» **Text provided**:
================================
# Who's Next? Something Is Way Wrong



## PDX_Doug (Nov 16, 2004)

OK, First Gilligan dies. A major blow to humanity in it's own right!









But now, Maxwell Smart!?!









Who's next?









Jeannie?...

Rhoda?...

Marcia Brady? (OK, that wouldn't be such a loss)

What more can they do to us?

I'm mad as hell! And I'm not gonna take it anymore!!!









mournful trails,
doug


----------



## huntr70 (Jul 8, 2005)

Who are they????

Just kidding!!

I am not THAT much of a youngster!!!

LOL

Steve


----------



## outinfo952 (Feb 8, 2004)

If it is any consolation I think that grandpa munster is still kicking !!

GE


----------



## camping479 (Aug 27, 2003)

Life is very short, I used to watch Get smart all the time.
================================
» **Extracted entries**:
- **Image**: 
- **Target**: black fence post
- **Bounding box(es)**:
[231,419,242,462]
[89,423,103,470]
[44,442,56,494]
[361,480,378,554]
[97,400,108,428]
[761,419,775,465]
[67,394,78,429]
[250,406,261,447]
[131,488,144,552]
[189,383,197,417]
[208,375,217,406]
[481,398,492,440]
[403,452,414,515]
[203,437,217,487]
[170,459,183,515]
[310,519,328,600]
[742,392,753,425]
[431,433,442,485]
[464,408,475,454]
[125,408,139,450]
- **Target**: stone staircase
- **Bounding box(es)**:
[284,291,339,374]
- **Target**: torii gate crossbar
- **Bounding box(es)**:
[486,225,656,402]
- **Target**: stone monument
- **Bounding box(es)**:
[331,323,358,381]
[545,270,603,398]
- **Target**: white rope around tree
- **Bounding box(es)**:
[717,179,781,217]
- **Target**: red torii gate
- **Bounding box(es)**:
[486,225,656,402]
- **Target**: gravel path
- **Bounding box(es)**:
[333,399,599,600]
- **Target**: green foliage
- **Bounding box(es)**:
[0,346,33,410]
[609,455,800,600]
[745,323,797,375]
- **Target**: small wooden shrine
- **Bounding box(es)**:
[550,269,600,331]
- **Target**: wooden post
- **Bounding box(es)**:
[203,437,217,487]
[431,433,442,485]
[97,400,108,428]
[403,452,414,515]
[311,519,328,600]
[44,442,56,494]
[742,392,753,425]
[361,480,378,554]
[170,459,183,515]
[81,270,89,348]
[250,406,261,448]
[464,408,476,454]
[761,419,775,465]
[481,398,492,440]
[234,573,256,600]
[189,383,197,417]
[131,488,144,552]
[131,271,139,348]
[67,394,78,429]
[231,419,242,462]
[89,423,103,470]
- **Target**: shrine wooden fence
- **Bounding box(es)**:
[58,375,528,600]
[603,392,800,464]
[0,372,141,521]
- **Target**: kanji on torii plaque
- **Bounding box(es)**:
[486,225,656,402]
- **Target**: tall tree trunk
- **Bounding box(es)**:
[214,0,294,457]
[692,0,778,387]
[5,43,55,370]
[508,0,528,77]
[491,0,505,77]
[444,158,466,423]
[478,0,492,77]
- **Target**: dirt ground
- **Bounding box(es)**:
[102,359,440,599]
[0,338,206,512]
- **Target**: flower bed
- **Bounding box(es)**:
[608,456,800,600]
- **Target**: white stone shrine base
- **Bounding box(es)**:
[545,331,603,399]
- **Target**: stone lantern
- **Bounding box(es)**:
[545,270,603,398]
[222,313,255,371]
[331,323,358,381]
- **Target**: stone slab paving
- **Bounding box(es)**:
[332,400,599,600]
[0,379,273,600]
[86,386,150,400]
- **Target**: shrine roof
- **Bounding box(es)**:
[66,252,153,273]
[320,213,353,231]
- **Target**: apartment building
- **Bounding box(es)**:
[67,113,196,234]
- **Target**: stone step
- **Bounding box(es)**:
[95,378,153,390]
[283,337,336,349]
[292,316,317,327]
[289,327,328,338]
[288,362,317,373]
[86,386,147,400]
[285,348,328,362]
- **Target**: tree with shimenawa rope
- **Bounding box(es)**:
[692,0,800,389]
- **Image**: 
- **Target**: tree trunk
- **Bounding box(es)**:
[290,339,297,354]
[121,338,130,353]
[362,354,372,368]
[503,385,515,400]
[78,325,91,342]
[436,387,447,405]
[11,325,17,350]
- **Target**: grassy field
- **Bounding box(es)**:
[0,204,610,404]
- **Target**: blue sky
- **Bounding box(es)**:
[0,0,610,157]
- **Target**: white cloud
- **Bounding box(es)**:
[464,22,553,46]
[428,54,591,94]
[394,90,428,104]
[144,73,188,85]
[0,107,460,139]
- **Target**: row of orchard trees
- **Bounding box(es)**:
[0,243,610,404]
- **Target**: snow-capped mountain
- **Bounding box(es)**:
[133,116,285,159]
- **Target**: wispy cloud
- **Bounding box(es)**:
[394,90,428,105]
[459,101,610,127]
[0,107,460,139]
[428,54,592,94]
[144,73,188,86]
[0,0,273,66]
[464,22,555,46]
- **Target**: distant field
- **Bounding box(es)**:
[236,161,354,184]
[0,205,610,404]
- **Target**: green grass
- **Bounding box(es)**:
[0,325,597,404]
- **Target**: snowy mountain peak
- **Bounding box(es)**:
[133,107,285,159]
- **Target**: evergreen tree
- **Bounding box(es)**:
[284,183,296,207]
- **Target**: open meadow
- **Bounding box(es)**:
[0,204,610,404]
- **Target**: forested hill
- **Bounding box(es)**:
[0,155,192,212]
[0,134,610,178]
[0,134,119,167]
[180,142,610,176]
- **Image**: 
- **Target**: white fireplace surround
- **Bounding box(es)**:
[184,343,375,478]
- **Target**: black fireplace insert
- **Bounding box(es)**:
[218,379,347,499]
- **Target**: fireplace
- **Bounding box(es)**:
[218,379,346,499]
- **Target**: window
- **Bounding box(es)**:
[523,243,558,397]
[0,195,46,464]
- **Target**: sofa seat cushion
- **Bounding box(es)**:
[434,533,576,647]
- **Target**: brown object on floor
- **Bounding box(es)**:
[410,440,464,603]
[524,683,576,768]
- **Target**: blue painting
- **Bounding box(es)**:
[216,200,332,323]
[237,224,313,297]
================================
» **Short exercise 1**: In the forum thread about Gilligan and Maxwell Smart, shorten the paragraph beginning "OK, First Gilligan dies" into one sentence that keeps its main facts.
» **Short exercise 2**:
Answer these questions from the forum thread about Gilligan and Maxwell Smart:
(a) Which character does outinfo952 think is still kicking?
(b) Which show did camping479 use to watch all the time?
(c) Which character does PDX_Doug say wouldn't be such a loss?
» **Short exercise 3**: Extend the forum thread about Gilligan and Maxwell Smart past its final post.
The items have nothing to do with the forum thread.

» **Expected output 1**: Gilligan's death was a major blow to humanity.

» **Expected output 2**:
(a) Grandpa Munster
(b) Get Smart
(c) Marcia Brady

» **Expected output 3**:
Don't be trashin' Marcia Brady









Mike


----------



## outinfo952 (Feb 8, 2004)

He was 82...not a bad run at all. Mike you are my age so you probibaly caught the reruns in the morning during the summertime while watching the "Learn to drive the big rigs" commercials.

GE


----------



## Ghosty (Jan 17, 2005)

Its always Marsha, Marsha, Marsha!!!


----------



## camping479 (Aug 27, 2003)

> He was 82...not a bad run at all. Mike you are my age so you probibaly caught the reruns in the morning during the summertime while watching the "Learn to drive the big rigs" commercials.


That's right, reruns every morning during the summer.

Don't forget the apex technical school commercials too











> Its always Marsha, Marsha, Marsha!!!


Oh my nose, Oh my nose!!!!!!!

Mike


----------



## tdvffjohn (Mar 10, 2005)

Reruns, I think I saw them as they came out.

I liked Jan better









John

RIP agent 86


----------



## HootBob (Apr 26, 2004)

I used to watch Get Smart all the time.
All the good ones are passing away.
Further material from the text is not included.